The records.
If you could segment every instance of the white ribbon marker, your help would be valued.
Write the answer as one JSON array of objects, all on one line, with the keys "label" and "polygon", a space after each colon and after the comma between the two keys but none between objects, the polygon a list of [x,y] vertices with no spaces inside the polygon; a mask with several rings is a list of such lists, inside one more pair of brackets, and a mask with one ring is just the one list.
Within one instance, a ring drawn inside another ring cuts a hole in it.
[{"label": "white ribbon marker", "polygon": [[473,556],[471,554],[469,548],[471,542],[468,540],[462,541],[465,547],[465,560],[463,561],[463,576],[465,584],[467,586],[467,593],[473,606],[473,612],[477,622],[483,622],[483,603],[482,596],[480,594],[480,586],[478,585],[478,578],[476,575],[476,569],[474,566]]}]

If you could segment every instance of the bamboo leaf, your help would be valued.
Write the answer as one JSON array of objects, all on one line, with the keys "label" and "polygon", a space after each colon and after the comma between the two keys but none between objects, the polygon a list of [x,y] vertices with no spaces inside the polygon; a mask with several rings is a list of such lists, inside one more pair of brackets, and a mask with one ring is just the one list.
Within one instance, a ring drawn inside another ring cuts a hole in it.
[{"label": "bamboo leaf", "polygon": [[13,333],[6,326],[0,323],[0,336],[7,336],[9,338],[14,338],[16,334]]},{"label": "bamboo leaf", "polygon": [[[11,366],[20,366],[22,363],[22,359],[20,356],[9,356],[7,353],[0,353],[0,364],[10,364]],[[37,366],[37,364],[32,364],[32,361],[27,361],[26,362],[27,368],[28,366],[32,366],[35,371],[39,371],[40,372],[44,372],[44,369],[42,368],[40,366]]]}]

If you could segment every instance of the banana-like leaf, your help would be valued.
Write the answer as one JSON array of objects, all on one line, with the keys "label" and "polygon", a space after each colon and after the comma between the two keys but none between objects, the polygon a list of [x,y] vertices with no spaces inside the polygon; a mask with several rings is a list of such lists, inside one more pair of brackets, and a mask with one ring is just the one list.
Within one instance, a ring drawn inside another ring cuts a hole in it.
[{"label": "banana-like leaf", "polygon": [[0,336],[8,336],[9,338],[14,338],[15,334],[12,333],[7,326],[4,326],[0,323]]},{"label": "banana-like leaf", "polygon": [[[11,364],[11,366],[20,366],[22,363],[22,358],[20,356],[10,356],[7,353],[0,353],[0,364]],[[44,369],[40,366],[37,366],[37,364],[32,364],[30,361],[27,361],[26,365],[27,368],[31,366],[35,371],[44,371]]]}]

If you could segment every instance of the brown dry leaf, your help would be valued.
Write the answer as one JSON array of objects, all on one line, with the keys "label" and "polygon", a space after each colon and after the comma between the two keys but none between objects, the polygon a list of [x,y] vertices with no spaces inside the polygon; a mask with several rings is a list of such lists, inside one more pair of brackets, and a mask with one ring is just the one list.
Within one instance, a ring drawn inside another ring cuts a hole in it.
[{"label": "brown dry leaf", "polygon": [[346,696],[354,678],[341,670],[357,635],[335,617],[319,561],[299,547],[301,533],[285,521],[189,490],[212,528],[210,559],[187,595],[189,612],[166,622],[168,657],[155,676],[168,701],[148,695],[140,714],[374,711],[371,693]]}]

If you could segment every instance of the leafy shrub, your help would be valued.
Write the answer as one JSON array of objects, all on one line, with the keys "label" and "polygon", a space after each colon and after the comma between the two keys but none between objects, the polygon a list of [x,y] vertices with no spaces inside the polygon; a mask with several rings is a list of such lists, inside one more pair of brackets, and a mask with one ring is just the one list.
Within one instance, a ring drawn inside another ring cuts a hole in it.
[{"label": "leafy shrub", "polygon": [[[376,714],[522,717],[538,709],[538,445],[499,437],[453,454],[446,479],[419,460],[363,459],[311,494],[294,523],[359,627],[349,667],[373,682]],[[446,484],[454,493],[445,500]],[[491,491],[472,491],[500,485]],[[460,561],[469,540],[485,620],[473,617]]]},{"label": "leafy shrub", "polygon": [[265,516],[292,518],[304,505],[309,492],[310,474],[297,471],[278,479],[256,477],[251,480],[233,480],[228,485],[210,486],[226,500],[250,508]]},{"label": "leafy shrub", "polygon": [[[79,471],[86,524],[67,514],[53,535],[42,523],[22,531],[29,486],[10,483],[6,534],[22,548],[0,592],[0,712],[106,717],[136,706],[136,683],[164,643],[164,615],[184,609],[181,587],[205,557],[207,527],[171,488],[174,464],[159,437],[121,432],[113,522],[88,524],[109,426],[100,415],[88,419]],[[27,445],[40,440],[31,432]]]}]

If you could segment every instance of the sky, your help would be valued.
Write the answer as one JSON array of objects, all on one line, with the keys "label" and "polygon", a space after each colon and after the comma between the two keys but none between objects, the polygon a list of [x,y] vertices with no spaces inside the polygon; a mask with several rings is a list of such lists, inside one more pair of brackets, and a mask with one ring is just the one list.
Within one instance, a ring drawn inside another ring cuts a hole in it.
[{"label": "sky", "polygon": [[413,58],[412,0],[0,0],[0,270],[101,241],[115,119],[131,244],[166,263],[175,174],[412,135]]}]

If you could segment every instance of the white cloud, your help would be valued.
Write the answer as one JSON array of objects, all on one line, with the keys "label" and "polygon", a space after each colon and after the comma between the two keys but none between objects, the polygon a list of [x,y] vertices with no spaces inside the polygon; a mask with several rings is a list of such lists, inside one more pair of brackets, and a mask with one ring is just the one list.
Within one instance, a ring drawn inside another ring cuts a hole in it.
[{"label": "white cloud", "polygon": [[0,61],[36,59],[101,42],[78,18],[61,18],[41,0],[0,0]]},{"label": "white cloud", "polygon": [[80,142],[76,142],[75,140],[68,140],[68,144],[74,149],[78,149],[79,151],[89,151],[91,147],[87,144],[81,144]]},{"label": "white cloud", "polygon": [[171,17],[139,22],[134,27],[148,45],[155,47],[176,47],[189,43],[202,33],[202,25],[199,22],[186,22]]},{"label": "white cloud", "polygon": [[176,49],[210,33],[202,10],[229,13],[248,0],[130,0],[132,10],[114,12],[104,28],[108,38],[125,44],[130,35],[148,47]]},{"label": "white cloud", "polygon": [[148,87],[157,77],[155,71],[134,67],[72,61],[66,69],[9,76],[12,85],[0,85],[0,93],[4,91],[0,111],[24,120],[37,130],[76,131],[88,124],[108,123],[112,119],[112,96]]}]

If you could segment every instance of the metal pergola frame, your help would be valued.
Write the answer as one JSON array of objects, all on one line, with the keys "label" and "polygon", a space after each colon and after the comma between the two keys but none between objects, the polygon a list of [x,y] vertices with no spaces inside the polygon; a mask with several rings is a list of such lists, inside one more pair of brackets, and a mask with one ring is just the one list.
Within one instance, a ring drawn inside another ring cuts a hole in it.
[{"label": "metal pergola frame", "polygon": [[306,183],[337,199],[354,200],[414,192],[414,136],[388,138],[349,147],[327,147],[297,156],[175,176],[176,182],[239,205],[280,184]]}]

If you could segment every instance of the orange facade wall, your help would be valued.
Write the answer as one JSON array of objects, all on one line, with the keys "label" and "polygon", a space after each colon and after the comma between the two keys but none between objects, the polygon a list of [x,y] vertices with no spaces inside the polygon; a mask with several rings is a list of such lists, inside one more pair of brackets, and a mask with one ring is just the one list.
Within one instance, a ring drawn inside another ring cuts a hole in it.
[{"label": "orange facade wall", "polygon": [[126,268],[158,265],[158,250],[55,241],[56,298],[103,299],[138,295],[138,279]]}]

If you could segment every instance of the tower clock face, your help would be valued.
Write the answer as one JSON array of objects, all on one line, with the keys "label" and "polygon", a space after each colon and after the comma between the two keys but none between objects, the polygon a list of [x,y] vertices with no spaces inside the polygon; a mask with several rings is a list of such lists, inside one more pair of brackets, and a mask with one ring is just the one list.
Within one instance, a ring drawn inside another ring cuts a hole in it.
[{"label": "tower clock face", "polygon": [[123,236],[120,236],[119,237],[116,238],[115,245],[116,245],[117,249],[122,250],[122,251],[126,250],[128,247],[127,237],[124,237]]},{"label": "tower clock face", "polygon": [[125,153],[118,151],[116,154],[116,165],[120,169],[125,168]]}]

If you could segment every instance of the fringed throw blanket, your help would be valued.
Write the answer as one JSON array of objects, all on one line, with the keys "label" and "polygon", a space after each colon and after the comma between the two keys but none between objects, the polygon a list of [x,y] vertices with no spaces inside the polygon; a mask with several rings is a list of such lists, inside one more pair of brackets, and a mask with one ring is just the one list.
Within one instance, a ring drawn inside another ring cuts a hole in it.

Problem details.
Starting at the line that contains "If you could segment every instance of the tower", copy each line exactly through the end of the listing above. Include that first line and the last one, and add nothing.

Solution for this exercise.
If you could segment every instance of the tower clock face, your help would be valued.
Write the answer as one JSON array of objects, all on one line, with the keys "label" and "polygon", a space after each colon and after the comma between the two keys but none between objects, the polygon a list of [x,y] vertices with no spaces inside the polygon; a mask with several rings is a list of such lists, inside one more pair of brackets, and a mask with one ring is just the one list.
Within one instance, a ring drawn inside another ring cuts a hole in it.
[{"label": "tower clock face", "polygon": [[123,236],[120,236],[119,237],[116,238],[115,245],[116,245],[117,249],[122,250],[122,251],[126,250],[128,247],[127,237],[124,237]]},{"label": "tower clock face", "polygon": [[125,153],[118,151],[116,154],[116,165],[120,169],[125,168]]}]

If you could segment every instance of the fringed throw blanket, your help would be valued.
Write the answer as one JSON array of objects, all on one line, with the keys "label" and "polygon", a space after each colon and after the comma between the two keys but none between objects, the polygon a list of [x,y] vertices with no spaces inside the polygon; a mask with several rings is a list of such lists, inside one more pair of brackets, and a mask with one ring is just the one list.
Within one instance, a ring drawn inside another ring cuts a hole in it.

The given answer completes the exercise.